» **EXERCISE BRIEF**:
Reproduce the material below line for line, with no change to any character.

---

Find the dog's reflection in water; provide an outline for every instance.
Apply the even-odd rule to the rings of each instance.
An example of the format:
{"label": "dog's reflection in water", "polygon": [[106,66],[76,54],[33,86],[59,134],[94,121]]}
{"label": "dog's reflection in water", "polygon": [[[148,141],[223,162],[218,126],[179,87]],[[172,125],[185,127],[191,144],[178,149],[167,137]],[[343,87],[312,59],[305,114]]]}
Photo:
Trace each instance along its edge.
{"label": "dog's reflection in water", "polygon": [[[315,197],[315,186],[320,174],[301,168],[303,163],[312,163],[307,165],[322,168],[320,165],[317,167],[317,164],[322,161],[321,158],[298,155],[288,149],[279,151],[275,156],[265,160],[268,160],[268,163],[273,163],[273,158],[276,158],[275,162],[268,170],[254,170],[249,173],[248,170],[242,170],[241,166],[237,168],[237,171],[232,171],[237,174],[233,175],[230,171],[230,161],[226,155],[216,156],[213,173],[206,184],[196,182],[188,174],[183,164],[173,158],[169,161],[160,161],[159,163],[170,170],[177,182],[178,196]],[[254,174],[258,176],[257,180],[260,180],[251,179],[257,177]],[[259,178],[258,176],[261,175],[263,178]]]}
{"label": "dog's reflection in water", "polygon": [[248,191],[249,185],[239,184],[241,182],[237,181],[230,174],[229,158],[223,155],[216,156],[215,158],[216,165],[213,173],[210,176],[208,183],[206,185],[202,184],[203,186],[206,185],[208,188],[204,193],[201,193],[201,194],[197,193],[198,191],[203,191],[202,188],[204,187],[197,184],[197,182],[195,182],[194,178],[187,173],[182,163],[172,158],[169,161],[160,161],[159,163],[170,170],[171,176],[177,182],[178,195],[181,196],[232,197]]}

---

» **EXERCISE OUTPUT**:
Find the dog's reflection in water; provide an outline for every instance.
Apply the even-odd rule to the rings of each instance.
An example of the format:
{"label": "dog's reflection in water", "polygon": [[106,66],[76,54],[33,86],[59,134],[94,121]]}
{"label": "dog's reflection in water", "polygon": [[[148,141],[223,162],[218,126],[179,87]],[[172,125],[185,127],[191,144],[178,149],[167,137]],[[343,87],[312,59],[305,114]]]}
Photo:
Trace each instance along its edge.
{"label": "dog's reflection in water", "polygon": [[[315,197],[315,186],[320,174],[301,168],[303,163],[312,163],[307,165],[322,168],[320,165],[317,167],[317,164],[322,161],[321,158],[298,155],[288,149],[279,151],[275,156],[265,160],[268,160],[268,163],[273,163],[273,158],[276,158],[275,162],[268,170],[254,170],[249,173],[248,170],[242,170],[241,166],[237,168],[237,171],[232,171],[237,174],[233,175],[230,171],[230,161],[226,155],[216,156],[213,173],[206,184],[196,182],[188,174],[183,164],[173,158],[169,161],[160,161],[159,163],[170,170],[177,182],[178,196]],[[254,174],[258,176],[257,180],[260,180],[251,179],[257,177]],[[259,178],[258,176],[261,175],[263,178]]]}
{"label": "dog's reflection in water", "polygon": [[248,191],[249,185],[239,184],[241,182],[237,181],[230,174],[229,158],[223,155],[216,156],[215,158],[216,165],[213,173],[210,176],[208,183],[206,185],[202,184],[203,186],[206,185],[208,188],[204,193],[201,193],[201,194],[197,193],[198,191],[203,191],[202,188],[204,187],[197,184],[197,182],[195,182],[194,178],[187,173],[182,163],[172,158],[169,161],[160,161],[159,163],[170,170],[171,176],[177,182],[178,195],[181,196],[232,197]]}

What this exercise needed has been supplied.